PAGE:
Sean Tyas (, born November 8, 1979), is an American DJ and electronic music producer based in Switzerland. His productions and DJ sets are mainly based upon trance music.

Career 
Sean Tyas was born in Massapequa Park, New York in 1979.

He began his music career in 2006, after Dutch trance/electro house DJ, Sander van Doorn, selected him as the winner of the "Punk'd" remix contest. Shortly after releasing his debut single and first #1 record "Lift", Mixmag & Beatport named him "Best New DJ" and "One To Watch," marking the beginning of Tyas' journey to becoming one of the most celebrated names in trance music.

Throughout his 10-year career, he racked up a multitude of landmark achievements, including a much-lauded BBC Radio 1 Essential Mix to his credit.

His musical output includes five mix compilations albums and an impressive amount of #1 hits, such as his unforgettable remix of Dash Berlin and Emma Hewitt's "Waiting," and his groundbreaking single "Seven Weeks," which spent an astounding 12 weeks at #1. Tyas is often known for turning a great track into a monster hit of 'titanic' proportions, his remix credits include reworks for early Tiësto, Above & Beyond, Dash Berlin, Lange, Gareth Emery, and a co-production (Intricacy) with Armin van Buuren as well as others.

EXERCISE TASKS:
1) According to the Sean Tyas biography, which single by Tyas spent 12 weeks at #1?
2) Resume the Sean Tyas biography, starting right after its last sentence.

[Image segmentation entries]
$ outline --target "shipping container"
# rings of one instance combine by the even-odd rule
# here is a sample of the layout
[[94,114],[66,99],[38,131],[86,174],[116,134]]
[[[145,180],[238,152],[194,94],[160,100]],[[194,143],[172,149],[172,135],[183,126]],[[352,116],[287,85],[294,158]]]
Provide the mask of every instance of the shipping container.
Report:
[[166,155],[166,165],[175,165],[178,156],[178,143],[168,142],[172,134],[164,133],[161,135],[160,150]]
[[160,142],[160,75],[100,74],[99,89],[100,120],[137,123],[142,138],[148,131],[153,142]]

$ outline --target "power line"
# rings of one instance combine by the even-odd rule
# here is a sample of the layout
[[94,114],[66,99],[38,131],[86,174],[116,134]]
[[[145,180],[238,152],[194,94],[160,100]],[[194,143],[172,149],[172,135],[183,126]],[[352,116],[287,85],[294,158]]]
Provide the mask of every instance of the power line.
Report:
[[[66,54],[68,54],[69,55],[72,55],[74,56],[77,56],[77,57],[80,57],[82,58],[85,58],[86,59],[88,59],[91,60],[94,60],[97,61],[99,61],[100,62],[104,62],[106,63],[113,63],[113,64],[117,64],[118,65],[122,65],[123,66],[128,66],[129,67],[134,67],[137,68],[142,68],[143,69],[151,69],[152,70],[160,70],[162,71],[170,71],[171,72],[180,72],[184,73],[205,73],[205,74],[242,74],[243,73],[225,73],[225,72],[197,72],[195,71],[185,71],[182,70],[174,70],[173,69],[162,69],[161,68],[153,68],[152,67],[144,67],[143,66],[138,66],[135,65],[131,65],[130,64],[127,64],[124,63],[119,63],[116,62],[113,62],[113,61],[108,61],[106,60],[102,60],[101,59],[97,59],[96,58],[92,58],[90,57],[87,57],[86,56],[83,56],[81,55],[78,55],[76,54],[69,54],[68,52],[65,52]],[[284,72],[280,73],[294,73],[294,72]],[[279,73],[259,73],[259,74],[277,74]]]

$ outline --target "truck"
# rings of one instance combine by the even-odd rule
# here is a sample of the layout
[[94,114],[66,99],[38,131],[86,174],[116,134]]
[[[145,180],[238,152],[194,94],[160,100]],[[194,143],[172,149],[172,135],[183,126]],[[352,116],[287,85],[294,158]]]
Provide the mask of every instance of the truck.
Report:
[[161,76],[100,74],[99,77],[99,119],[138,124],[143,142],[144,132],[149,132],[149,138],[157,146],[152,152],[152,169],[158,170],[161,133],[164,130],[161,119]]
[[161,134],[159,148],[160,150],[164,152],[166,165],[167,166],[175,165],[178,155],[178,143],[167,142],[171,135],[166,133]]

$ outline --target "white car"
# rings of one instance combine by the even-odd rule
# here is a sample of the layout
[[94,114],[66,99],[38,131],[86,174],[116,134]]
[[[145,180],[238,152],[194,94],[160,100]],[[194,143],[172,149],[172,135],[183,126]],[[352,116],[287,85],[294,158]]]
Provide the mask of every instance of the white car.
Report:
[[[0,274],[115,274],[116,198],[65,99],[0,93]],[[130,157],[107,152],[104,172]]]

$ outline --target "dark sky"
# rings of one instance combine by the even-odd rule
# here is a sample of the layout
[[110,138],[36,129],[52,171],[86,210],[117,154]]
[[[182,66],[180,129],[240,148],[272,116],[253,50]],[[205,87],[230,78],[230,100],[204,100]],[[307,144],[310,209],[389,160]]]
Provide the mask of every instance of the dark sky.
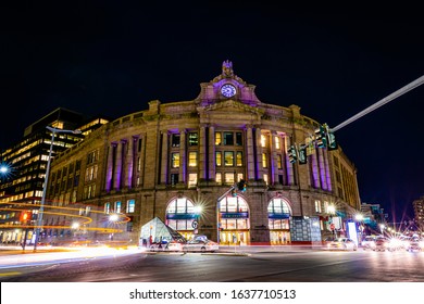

TASK-BY-TASK RESULTS:
1) "Seven Weeks"

2)
Tyas' 5 recent consecutive high rankings within the highly coveted DJ Mag Top 100 poll are a result of his dynamic DJ performances at some of the largest clubs and festivals in the world, including Tomorrowland, A State Of Trance, Ultra Music Festival, Electric Daisy Carnival, Electric Zoo, Godskitchen, Gatecrasher, Ministry Of Sound, Beyond Wonderland, Avalon Hollywood, Privilege Ibiza, and many more.

In 2013, Tyas released his two singles since 2011, "Lose My Logic" and "Now You See." The latter reached #2 yet dominated the Top 5 of the Beatport trance chart for 6 consecutive weeks.

In 2014, Tyas signed a highly exclusive multi-album deal with a well-known dance music label, Black Hole Recordings. His debut LP was released on Black Hole in 2015.

In 2016, he established and owned a label called Degenerate Records, for a 3 year period.

In 2019, he established and owned a label called Regenerate Records, along with British DJ Activa.

Personal life
In Massapequa Park, Sean's interest in electronic music began in 1991 when he heard a tape containing various electronic interpretations of "O'Fortuna." From then on, he began listening to techno music. He took his first steps into music production in 2000/2001, using a software called Impulse Tracker on the Microsoft DOS operating system.

In 2004, Sean moved to Germany to begin work producing for DJ Beam, followed by a move to a more appealing set-up in Switzerland, where he produced several successful singles for Dave202. Sean continues to live in Switzerland, now with his Swiss wife, Mirella.

Radio
Tyas presents an internet radio show entitled Tytanium Sessions (Rebrand of The Wednesday Whistle & Phased Out Phriday program) which airs on the first Monday of once a month on Digitally Imported's trance channel di.fm/trance. This show is also distributed via the iTunes Store in the form of a podcast.

Selected discography

Studio albums
2016 – Degeneration

Compilations 
2008 – Tytanium Volume 01
2010 – Trance Pioneers 001
2011 – Tytanium Sessions - Alpha

DJ Mixes 
2007 – Live As... Vol 4 (with John Askew)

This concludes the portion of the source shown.